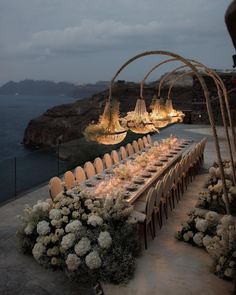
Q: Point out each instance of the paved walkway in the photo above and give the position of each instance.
(167, 267)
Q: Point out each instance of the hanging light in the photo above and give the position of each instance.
(158, 116)
(174, 115)
(138, 120)
(108, 130)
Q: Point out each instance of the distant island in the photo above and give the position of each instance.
(46, 88)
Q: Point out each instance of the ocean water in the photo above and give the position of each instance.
(21, 168)
(15, 113)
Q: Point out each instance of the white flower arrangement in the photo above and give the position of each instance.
(206, 241)
(68, 241)
(29, 229)
(94, 220)
(201, 225)
(38, 251)
(73, 226)
(197, 238)
(105, 240)
(42, 206)
(82, 247)
(93, 261)
(55, 214)
(43, 228)
(212, 217)
(72, 262)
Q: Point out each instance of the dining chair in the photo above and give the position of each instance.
(69, 179)
(80, 174)
(107, 160)
(149, 139)
(123, 153)
(145, 141)
(135, 146)
(144, 211)
(89, 169)
(115, 156)
(157, 206)
(98, 164)
(129, 149)
(55, 186)
(141, 144)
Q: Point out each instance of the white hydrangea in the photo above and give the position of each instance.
(229, 272)
(93, 260)
(55, 214)
(197, 238)
(211, 217)
(65, 211)
(73, 226)
(190, 234)
(95, 220)
(186, 237)
(88, 202)
(104, 239)
(53, 251)
(219, 230)
(75, 214)
(68, 241)
(72, 262)
(43, 228)
(206, 241)
(38, 250)
(227, 220)
(201, 225)
(29, 229)
(41, 206)
(83, 246)
(59, 232)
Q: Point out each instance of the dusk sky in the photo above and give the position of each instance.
(86, 40)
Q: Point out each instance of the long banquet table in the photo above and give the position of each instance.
(110, 182)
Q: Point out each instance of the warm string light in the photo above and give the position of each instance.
(108, 130)
(138, 120)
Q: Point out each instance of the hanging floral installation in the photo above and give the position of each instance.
(108, 130)
(138, 120)
(158, 115)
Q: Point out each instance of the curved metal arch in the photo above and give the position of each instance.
(208, 104)
(218, 85)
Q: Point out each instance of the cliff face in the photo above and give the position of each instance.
(67, 122)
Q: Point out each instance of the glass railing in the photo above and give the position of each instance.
(23, 173)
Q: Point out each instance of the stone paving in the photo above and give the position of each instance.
(167, 267)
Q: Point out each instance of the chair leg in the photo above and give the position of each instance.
(166, 210)
(145, 234)
(153, 223)
(151, 229)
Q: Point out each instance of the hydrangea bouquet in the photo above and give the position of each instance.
(90, 239)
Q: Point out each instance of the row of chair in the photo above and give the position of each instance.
(168, 191)
(90, 169)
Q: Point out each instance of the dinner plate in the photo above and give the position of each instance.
(163, 159)
(152, 169)
(132, 187)
(146, 174)
(89, 183)
(99, 176)
(138, 180)
(158, 164)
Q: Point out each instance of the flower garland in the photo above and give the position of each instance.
(80, 234)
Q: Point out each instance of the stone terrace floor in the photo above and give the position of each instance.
(167, 267)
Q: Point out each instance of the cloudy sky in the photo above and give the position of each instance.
(88, 40)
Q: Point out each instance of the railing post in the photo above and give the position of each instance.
(58, 158)
(15, 189)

|---|

▸ Task goal:
Transcribe all the data word for word; the images stay out.

▸ Solution for this exercise:
Q: Point out each instance of the paved walkway in the photo above and give the position of each instance.
(167, 267)
Q: Point out each instance of the hanging light in the photo above and give the position of each instance.
(158, 116)
(174, 115)
(138, 120)
(108, 130)
Q: Point out each instance of the distant island in the photo above and give the position of each instance.
(46, 88)
Q: Point out each instance of the ocean water in the photo above and give the position of each instance.
(21, 168)
(15, 113)
Q: Point out each instance of the white flower arrangement in the photo above and give the position of each instance.
(206, 241)
(68, 241)
(29, 229)
(94, 220)
(201, 225)
(38, 251)
(73, 226)
(197, 238)
(105, 240)
(42, 206)
(82, 247)
(93, 261)
(55, 214)
(43, 228)
(212, 217)
(72, 262)
Q: Point out each instance of the dining chair in the photo above and give the position of each instance.
(69, 179)
(80, 174)
(107, 160)
(149, 139)
(123, 153)
(145, 141)
(135, 146)
(144, 211)
(89, 169)
(115, 156)
(157, 206)
(98, 164)
(129, 149)
(55, 186)
(141, 144)
Q: Point out each instance of the white hydrangea in the photo above and give the position of each instance.
(229, 272)
(93, 260)
(55, 214)
(197, 238)
(211, 217)
(65, 211)
(73, 226)
(190, 234)
(95, 220)
(186, 237)
(88, 202)
(104, 239)
(53, 251)
(219, 230)
(75, 214)
(68, 241)
(72, 262)
(43, 228)
(206, 241)
(38, 250)
(227, 220)
(201, 225)
(29, 229)
(41, 206)
(83, 246)
(59, 232)
Q: Point out each instance of the dusk sky in the photo above and give the position of each instance.
(86, 40)
Q: Point out each instance of the long banquet table in the photo above and give the position of each instance.
(110, 182)
Q: Point out each instance of the warm string light in the photo above and give the position of each instance.
(108, 130)
(138, 120)
Q: Point out each instance of the hanging floral installation in the photo above and give the position of each instance.
(108, 130)
(138, 120)
(158, 115)
Q: Point out each instance of the curved metal arch in the photo above and give the position of each instance.
(208, 104)
(218, 85)
Q: Point out each instance of the cliff face in the photo above and give the position of each instance.
(67, 122)
Q: Point out each instance of the glass railing in the photo above and give the position of each instance.
(23, 173)
Q: Point out each instance of the stone paving in the photo above and give the position of each instance.
(167, 267)
Q: Point out each instance of the chair leg in the photo above and give the position of each instance.
(166, 210)
(145, 234)
(153, 223)
(151, 229)
Q: Point out each instance of the hydrangea bouquet in the photo above and give the position of each instance.
(90, 239)
Q: Point out each instance of the row of chair in the photo above and give the position of each instance.
(168, 191)
(90, 169)
Q: Point out each instance of the dinner plate in the photo above and give the position of each instance.
(163, 159)
(152, 169)
(132, 187)
(146, 174)
(89, 183)
(99, 176)
(138, 180)
(158, 164)
Q: Point out each instance of the flower garland in the photo above and give the position of each instance.
(80, 234)
Q: Point out each instance of the stone terrace floor in the photo above and give the position of each instance.
(167, 267)
Q: Point out each instance of the cloudy sky in the photo above and give the position of each instance.
(88, 40)
Q: Point out each instance of the railing post in the photo above and give the position of each instance.
(58, 158)
(15, 189)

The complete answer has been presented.